Information:
-*-*-
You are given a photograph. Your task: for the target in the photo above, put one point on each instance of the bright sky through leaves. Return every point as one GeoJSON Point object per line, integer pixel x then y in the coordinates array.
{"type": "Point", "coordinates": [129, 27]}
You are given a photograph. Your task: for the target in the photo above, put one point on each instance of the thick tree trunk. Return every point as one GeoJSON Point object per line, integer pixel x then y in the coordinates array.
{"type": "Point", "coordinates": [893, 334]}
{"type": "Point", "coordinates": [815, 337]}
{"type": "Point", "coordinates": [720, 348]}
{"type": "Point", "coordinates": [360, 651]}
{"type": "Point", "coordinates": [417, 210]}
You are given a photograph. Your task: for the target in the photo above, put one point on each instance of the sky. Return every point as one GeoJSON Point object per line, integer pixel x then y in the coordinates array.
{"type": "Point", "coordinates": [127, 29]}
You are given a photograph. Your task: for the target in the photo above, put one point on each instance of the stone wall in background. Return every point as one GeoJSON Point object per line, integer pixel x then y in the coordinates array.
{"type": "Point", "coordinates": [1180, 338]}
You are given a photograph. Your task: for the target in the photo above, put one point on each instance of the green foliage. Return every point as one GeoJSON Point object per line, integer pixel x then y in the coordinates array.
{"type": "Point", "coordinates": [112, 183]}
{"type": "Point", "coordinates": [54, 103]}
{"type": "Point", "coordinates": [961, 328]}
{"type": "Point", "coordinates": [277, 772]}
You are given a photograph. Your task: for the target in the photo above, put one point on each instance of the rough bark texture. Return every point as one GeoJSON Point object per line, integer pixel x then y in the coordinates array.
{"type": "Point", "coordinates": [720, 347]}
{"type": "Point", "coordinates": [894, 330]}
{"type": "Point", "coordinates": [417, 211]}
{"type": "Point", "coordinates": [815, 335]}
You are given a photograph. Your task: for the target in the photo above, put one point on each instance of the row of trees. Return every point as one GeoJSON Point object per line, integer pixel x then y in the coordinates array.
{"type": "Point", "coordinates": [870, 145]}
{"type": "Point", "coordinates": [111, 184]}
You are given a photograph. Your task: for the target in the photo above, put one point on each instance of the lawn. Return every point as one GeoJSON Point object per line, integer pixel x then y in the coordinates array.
-*-*-
Would you please transcribe all of the entries above exactly?

Solution to the problem:
You are given a photograph. Your task: for the target in the photo above, put one point on each instance of the bright sky through leaves. Return every point as one GeoJSON Point object per line, integer pixel x then y in the coordinates array.
{"type": "Point", "coordinates": [129, 27]}
You are given a photograph. Your task: for the target in the photo above, put one point on each instance of the thick tree trunk. Return every point as one GeoJSON Point object per line, integer pixel x then y in the coordinates array.
{"type": "Point", "coordinates": [893, 334]}
{"type": "Point", "coordinates": [815, 337]}
{"type": "Point", "coordinates": [720, 348]}
{"type": "Point", "coordinates": [360, 651]}
{"type": "Point", "coordinates": [417, 210]}
You are given a photograph. Your task: for the target in the photo above, put one point on each instance of the sky. Return every point as one GeoJSON Point object per line, integer pixel x then y in the coordinates array.
{"type": "Point", "coordinates": [127, 29]}
You are given a photograph. Your task: for the target in the photo above, put one point on each instance of the stone wall in background. Return every point as one GeoJSON Point object per line, integer pixel x then y in the coordinates array.
{"type": "Point", "coordinates": [1180, 338]}
You are given a photograph. Your task: for the target in the photo above, put one point on each instance of the green foliage. Return every point as one GeoJSON Point object per line, integer pixel x then y in the coordinates array.
{"type": "Point", "coordinates": [112, 183]}
{"type": "Point", "coordinates": [54, 103]}
{"type": "Point", "coordinates": [961, 328]}
{"type": "Point", "coordinates": [277, 772]}
You are given a photograph. Your task: for the target in the photo above, put one point on each instance of the rough bark texture. Return every point as one GeoJSON Point object per line, integer pixel x then y in the coordinates array.
{"type": "Point", "coordinates": [720, 347]}
{"type": "Point", "coordinates": [894, 330]}
{"type": "Point", "coordinates": [417, 211]}
{"type": "Point", "coordinates": [815, 335]}
You are given a photograph. Your task: for the target in the photo above, put one point on each instance of the row of trees. Return every point as one GeoJSON Point object per line, integer pixel x then y in the coordinates array.
{"type": "Point", "coordinates": [870, 145]}
{"type": "Point", "coordinates": [111, 184]}
You are given a photograph. Your task: for the target in the photo above, put one point on each instance of the lawn. Return every point as one GeoJSON Point object per line, integer pixel x then y in the coordinates array.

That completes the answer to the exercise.